:: Teks Bacaan ::
--------------------------------------------------
Anggota parlemen Israel sayap kanan hari Jumat (26/7) mengkritik tajam seruan Wakil Presiden AS Kamala Harris bagi gencatan senjata dan kepeduliannya terhadap penderitaan manusia di Gaza, setelah pertemuannya dengan Perdana Menteri Israel Benjamin Netanyahu di Gedung Putih, Kamis (25/7).
Dalam komentarnya kepada wartawan hari Kamis, Harris mengatakan bahwa dia menyatakan komitmen yang teguh terhadap Israel dan akan selalu memastikan bahwa Israel mampu mempertahankan diri.
Harris, yang sekarang menjadi kandidat utama Demokrat untuk presiden setelah Presiden AS Joe Biden mengundurkan diri dari pencalonan awal minggu ini, menambahkan, "Israel memiliki hak untuk mempertahankan diri, namun bagaimana cara melakukannya (juga) penting."
Harris melanjutkan dengan mengatakan bahwa ia menyampaikan kepada Netanyahu kekhawatirannya yang serius tentang skala penderitaan manusia di Gaza, termasuk kematian "terlalu banyak warga sipil yang tidak bersalah."
"Kita tidak boleh membiarkan diri kita mati rasa terhadap penderitaan, dan saya tidak akan diam," katanya. Harris mendesak para negosiator untuk menyelesaikan kesepakatan gencatan senjata guna mengakhiri perang.
Dari akunnya di platform media sosial X, Menteri Keuangan Israel dan tokoh sayap kanan Bezalel Smotrich mengecam komentar Harris, dengan mengatakan bahwa seruannya bagi gencatan senjata di Gaza sama saja dengan seruan bagi Israel untuk menyerah.
--------------------------------------------------
:: Kumpulan Data ::
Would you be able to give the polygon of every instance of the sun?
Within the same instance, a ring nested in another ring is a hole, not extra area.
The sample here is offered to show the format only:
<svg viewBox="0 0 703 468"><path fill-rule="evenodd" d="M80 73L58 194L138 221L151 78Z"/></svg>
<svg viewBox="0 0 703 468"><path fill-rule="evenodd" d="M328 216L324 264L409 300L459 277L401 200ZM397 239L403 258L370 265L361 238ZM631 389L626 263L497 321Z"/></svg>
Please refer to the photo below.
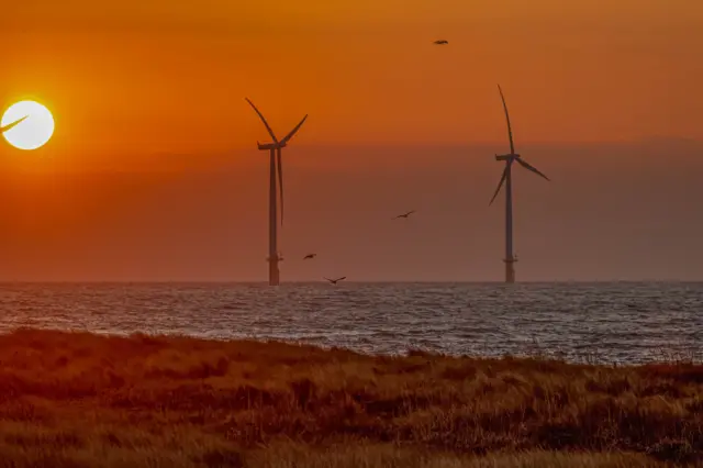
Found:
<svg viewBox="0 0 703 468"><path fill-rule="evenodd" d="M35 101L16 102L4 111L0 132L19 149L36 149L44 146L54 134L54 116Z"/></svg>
--------------------------------------------------
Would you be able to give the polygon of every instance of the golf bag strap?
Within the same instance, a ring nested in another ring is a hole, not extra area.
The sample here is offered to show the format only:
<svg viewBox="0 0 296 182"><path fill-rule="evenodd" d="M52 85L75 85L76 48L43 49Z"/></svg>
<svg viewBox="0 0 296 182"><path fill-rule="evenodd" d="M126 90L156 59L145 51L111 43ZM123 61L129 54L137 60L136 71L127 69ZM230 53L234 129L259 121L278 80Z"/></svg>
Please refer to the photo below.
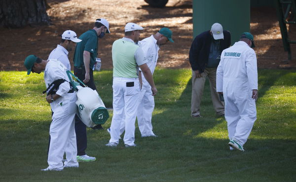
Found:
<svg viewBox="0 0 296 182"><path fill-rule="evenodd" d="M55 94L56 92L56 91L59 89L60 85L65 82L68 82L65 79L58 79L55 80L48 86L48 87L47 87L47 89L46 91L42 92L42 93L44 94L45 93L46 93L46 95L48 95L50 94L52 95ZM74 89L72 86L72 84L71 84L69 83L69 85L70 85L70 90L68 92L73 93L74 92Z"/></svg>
--------------------------------------------------
:: Instruksi Tertulis ::
Teruskan berita tentang kecaman politisi sayap kanan Israel terhadap seruan gencatan senjata Kamala Harris, mulai dari sesudah kalimat terakhirnya.

:: Jawaban ::
"Kamala Harris mengungkapkan kepada seluruh dunia apa yang telah saya katakan selama berminggu-minggu, apa yang sebenarnya ada di balik kesepakatan itu," tulisnya.
"(Yaitu agar) Menyerah kepada [pemimpin militer Hamas] (Yahya) Sinwar, mengakhiri perang dengan cara yang memungkinkan Hamas untuk merehabilitasi dan membebaskan sebagian besar orang yang diculik di tahanan Hamas. Jangan jatuh ke dalam perangkap ini!"
Tak lama kemudian, tokoh garis keras Israel lainnya, Menteri Keamanan Nasional Itamar Ben-Gvir, juga menulis di akun X miliknya, dengan singkat menindaklanjuti tema yang sama: "Tidak akan ada gencatan senjata, Nyonya Kandidat."
Komentar mereka muncul saat para pemimpin tiga negara — Australia, Kanada, dan Selandia Baru — menyerukan gencatan senjata.
Dalam pernyataan bersama yang dirilis hari Jumat, Perdana Menteri Australia Anthony Albanese, Perdana Menteri Kanada Justin Trudeau, dan Perdana Menteri Selandia Baru Christopher Luxon menyerukan "gencatan senjata mendesak di Gaza."
Mereka menulis, "Situasi di Gaza sangat buruk. Penderitaan manusia tidak dapat diterima. Ini tidak boleh berlanjut."
Dalam pernyataan mereka, ketiga pemimpin tersebut mengatakan bahwa mereka tetap "tegas" dalam mengutuk Hamas atas kekejaman serangan teror 7 Oktober dan aksi terornya yang sedang berlangsung.
Ketiga pemimpin itu mengatakan bahwa mereka sepenuhnya mendukung kesepakatan gencatan senjata yang komprehensif, yang ditawarkan oleh Presiden AS Joe Biden dan didukung oleh Dewan Keamanan PBB.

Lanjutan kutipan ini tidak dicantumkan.